■ Document excerpt:
######

Speakers

Dr. Stephen Neuendorffer, Xilinx (AMD)

Biography

Stephen Neuendorffer is a Fellow at AMD in the Adaptive and Embedded Computing Group working on various aspects of system design and compilation for compute acceleration. Previously, he was product architect of Xilinx Vivado HLS and co-authored a widely used textbook on HLS design for FPGAs. He received B.S. degrees in Electrical Engineering and Computer Science from the University of Maryland, College Park in 1998. He graduated with University Honors, Departmental Honors in Electrical Engineering, and was named the Outstanding Graduate in the Department of Computer Science. He received the Ph.D. degree from the University of California, Berkeley, in 2003, after being one of the key architects of Ptolemy II.

Programming Heterogeneous Devices with MLIR

Abstract

With the slowing of longtime trends in CMOS technology scaling, many people are looking towards a ‘new golden age of computer architecture’ to enable new differentiated devices. Many of these new computer architectures require rethinking the way that programmers think about their applications, requiring new tools and compilers to unlock the power of these devices. This talk will focus on our work using multiple levels of abstraction, expressed in the MLIR compiler framework, to target new programmable devices at AMD/Xilinx. These heterogeneous devices contain both general purpose ARM CPUs along with specialized AIEngine Vector/VLIW processors and Programmable Logic compute resources.

Prof. Hidehiko Masuhara, Tokyo Institute of Technology

Biography

Hidehiko Masuhara is a Professor of Mathematical and Computing Science, Tokyo Institute of Technology since April 2013. He received his B.S., M.S., and Ph.D. in Computer Science from Department of Information Science, University of Tokyo in 1992, 1994, and 1999, respectively, and served as an assistant professor, lecturer, and associate professor at Graphics and Computer Science, Graduate School of Arts and Sciences, University of Tokyo from 1995 until 2013.

High-Level Programming Abstractions for GPGPU

Abstract

General-purpose computing on graphics processing units (GPGPU) is an approach to achieve highly parallel and energy efficient computing. While there are a lot of low-level programming techniques to exploit GPU's peculiar performance characteristics, it is challenging to write parallel programs for GPGPU. This talk introduces the speaker's attempts to bring high-level programming abstractions into GPGPU. In particular, it presents a support for objects and their dynamic allocation, and discusses further abstractions for task parallelism and graph-processing.

######

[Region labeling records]
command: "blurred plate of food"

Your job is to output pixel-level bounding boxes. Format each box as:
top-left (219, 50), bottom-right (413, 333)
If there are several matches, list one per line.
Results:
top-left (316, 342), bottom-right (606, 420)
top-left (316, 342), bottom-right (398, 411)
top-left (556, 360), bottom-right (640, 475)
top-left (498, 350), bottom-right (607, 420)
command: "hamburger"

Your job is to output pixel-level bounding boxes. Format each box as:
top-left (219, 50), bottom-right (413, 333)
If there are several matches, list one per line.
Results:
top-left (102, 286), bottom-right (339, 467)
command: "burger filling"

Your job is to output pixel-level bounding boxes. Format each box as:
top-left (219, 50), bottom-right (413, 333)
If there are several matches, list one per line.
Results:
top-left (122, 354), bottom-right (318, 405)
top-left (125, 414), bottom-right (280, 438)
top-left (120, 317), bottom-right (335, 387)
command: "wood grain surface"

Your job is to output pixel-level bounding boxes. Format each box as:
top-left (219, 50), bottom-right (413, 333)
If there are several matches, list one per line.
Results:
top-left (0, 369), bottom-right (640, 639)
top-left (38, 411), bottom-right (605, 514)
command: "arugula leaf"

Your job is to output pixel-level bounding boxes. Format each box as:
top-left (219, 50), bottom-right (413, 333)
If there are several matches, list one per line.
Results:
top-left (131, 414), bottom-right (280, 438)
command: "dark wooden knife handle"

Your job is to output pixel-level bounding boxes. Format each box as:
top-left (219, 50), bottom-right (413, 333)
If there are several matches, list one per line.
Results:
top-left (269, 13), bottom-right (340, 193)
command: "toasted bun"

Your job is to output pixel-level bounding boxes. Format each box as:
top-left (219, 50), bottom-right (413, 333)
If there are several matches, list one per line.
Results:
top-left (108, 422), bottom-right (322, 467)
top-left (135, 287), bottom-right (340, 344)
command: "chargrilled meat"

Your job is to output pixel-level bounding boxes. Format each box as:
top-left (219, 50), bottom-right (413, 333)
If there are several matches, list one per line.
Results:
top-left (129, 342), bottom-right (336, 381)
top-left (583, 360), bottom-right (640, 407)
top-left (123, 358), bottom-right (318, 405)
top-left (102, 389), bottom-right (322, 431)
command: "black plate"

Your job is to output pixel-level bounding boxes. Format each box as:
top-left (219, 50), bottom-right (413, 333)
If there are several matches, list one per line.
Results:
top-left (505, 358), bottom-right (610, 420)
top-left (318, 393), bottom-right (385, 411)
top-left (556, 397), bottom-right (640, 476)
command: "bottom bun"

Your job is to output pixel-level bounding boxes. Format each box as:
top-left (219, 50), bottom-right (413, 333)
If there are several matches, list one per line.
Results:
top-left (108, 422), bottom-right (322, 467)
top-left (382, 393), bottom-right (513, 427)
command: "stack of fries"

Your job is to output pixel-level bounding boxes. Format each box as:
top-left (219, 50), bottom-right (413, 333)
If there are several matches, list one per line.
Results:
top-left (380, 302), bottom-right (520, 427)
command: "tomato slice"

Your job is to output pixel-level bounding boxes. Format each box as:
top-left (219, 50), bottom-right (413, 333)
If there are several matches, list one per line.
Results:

######

■ Complete the following:
1. According to the speakers page, in what year did Stephen Neuendorffer receive his Ph.D. from the University of California, Berkeley?
2. From the speakers page, copy the passage starting at "Dr. Stephen Neuendorffer, Xilinx" and ending at "of Ptolemy II.".
3. Summarize the speakers page in two sentences.

■ Outputs for the tasks:
1. 2003

2.
Dr. Stephen Neuendorffer, Xilinx (AMD)

Biography

Stephen Neuendorffer is a Fellow at AMD in the Adaptive and Embedded Computing Group working on various aspects of system design and compilation for compute acceleration. Previously, he was product architect of Xilinx Vivado HLS and co-authored a widely used textbook on HLS design for FPGAs. He received B.S. degrees in Electrical Engineering and Computer Science from the University of Maryland, College Park in 1998. He graduated with University Honors, Departmental Honors in Electrical Engineering, and was named the Outstanding Graduate in the Department of Computer Science. He received the Ph.D. degree from the University of California, Berkeley, in 2003, after being one of the key architects of Ptolemy II.

3. The speakers page introduces Stephen Neuendorffer, a Fellow at AMD, whose talk covers using multiple levels of abstraction in the MLIR compiler framework to target heterogeneous AMD/Xilinx devices. It also introduces Hidehiko Masuhara, a Professor at Tokyo Institute of Technology, whose talk presents attempts to bring high-level programming abstractions into GPGPU, including support for objects and their dynamic allocation.